> Source material:

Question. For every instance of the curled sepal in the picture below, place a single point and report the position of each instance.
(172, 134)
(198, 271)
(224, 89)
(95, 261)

> Goal: Can you output every one of the entries above verbatim, without changing a single character?

> Correct response:
Question. For every instance of the curled sepal in the picture below, place a single point and report the position of each instance.
(172, 134)
(198, 271)
(224, 89)
(95, 261)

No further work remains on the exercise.